BEGIN SUPPLIED MATERIAL

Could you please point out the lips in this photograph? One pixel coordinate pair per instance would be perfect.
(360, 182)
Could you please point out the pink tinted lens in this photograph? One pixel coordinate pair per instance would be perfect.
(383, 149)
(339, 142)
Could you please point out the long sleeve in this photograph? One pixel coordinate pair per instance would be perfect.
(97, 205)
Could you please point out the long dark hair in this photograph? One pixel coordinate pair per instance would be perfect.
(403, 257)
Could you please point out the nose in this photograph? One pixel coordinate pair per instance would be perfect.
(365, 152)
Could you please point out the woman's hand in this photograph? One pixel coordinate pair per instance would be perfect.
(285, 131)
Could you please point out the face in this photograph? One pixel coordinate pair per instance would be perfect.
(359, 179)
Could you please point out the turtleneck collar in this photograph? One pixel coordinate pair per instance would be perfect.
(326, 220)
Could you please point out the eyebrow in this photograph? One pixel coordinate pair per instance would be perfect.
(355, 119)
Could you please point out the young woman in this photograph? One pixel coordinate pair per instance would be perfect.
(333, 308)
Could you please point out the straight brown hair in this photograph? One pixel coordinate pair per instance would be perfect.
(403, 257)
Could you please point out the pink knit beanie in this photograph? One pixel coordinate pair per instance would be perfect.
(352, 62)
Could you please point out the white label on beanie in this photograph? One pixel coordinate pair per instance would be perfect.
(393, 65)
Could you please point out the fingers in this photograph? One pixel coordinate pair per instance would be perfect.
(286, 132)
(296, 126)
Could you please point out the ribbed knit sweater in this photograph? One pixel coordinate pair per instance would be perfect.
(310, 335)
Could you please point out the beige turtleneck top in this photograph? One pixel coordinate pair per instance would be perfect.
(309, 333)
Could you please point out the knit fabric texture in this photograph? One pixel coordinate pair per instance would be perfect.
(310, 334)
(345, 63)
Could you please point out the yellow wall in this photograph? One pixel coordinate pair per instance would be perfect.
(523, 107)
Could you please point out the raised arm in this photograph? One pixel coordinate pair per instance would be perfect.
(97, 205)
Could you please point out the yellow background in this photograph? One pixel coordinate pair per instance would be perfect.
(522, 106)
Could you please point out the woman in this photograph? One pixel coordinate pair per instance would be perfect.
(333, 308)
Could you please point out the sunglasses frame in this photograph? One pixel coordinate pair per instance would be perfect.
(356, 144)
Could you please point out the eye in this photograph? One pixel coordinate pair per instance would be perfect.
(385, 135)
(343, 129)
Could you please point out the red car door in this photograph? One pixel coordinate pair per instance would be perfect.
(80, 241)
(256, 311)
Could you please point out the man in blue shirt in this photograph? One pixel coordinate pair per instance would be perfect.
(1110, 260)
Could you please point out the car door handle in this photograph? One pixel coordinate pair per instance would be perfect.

END SUPPLIED MATERIAL

TASK PROMPT: Every line in the listing above should be repeated exactly.

RESPONSE:
Could you please point out the lips in this photograph? One pixel coordinate pair per instance would be perfect.
(360, 182)
Could you please point out the pink tinted lens in this photograph? One pixel coordinate pair per instance would be perfect.
(383, 149)
(339, 142)
Could you please point out the long sleeve in this photograph? One pixel coordinate pair per instance would be perfect.
(97, 205)
Could you please point out the long dark hair in this photograph? One pixel coordinate pair per instance would be perfect.
(403, 257)
Could you please point out the nose in this photograph? One pixel coordinate pair per instance would be perfect.
(365, 152)
Could you please point out the woman's hand in this photograph? One pixel coordinate pair per instance would be perfect.
(285, 131)
Could you please point out the face in this photograph? One pixel coordinate pair per instance would be perfect.
(359, 179)
Could you please point out the turtleneck collar in this photograph? One pixel coordinate pair per instance would be perfect.
(326, 220)
Could you please point out the eyebrow in this photograph? One pixel coordinate pair per instance would be perfect.
(355, 119)
Could you please point out the young woman in this photograph? One pixel coordinate pair per instance would be perfect.
(333, 308)
Could you please point out the straight brown hair in this photograph? One pixel coordinate pair per instance would be perfect.
(403, 257)
Could you please point out the pink knit beanie in this photograph? One pixel coordinate pair per instance would be perfect.
(352, 62)
Could you please point out the white label on beanie in this photograph? One pixel coordinate pair per instance would be perfect.
(393, 65)
Could you please point out the fingers in this photograph? One pixel coordinate pair per instance would be perfect.
(286, 132)
(296, 126)
Could you please point out the ribbed knit sweater in this photograph? One pixel coordinate pair per instance would be perfect.
(310, 335)
Could you please point out the beige turtleneck top in this photograph? One pixel coordinate pair per instance would be perfect.
(309, 333)
Could you please point out the knit fabric texture in this photograph? One pixel coordinate pair per instance would be perfect.
(310, 334)
(345, 63)
Could you please point out the yellow wall in this photograph? One pixel coordinate pair per instance would be perfect.
(523, 107)
Could you please point out the raised arm in this photograph? One pixel coordinate pair per instance would be perfect.
(97, 205)
Could you please point out the yellow background in this photograph? One pixel coordinate pair per instance would be perfect.
(522, 106)
Could you please point out the woman in this photograph? One pixel coordinate pair per instance would be perfect.
(333, 308)
Could you please point out the sunglasses frame in this photograph? One pixel coordinate pair per instance would be perfect.
(356, 144)
Could you please point out the eye in this photograph? One pixel coordinate pair per instance would be perfect.
(385, 135)
(343, 129)
Could you please point out the red car door in this photograph? One pixel coordinate pair per instance would be perfect.
(80, 241)
(256, 311)
Could you please point out the man in blue shirt in this photograph? One pixel coordinate pair per instance would be perfect.
(1110, 260)
Could you please point out the car door handle in this photograph? One pixel coordinate pair per instance would be perfect.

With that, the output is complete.